-- start --
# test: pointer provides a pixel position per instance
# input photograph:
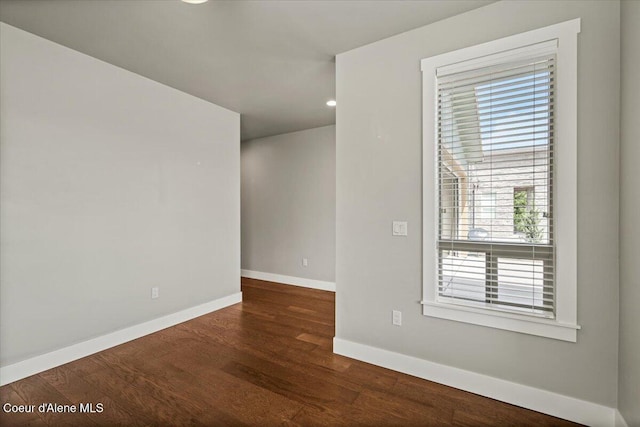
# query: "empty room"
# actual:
(319, 213)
-- end --
* **EXERCISE INSTRUCTIONS**
Copy the items above, replacing "input photograph" with "source image" and changing nothing else, and leave the pictures out.

* **WRITTEN SOLUTION**
# test: pointer provides a pixel position per instance
# source image:
# query: "empty room"
# actual:
(319, 213)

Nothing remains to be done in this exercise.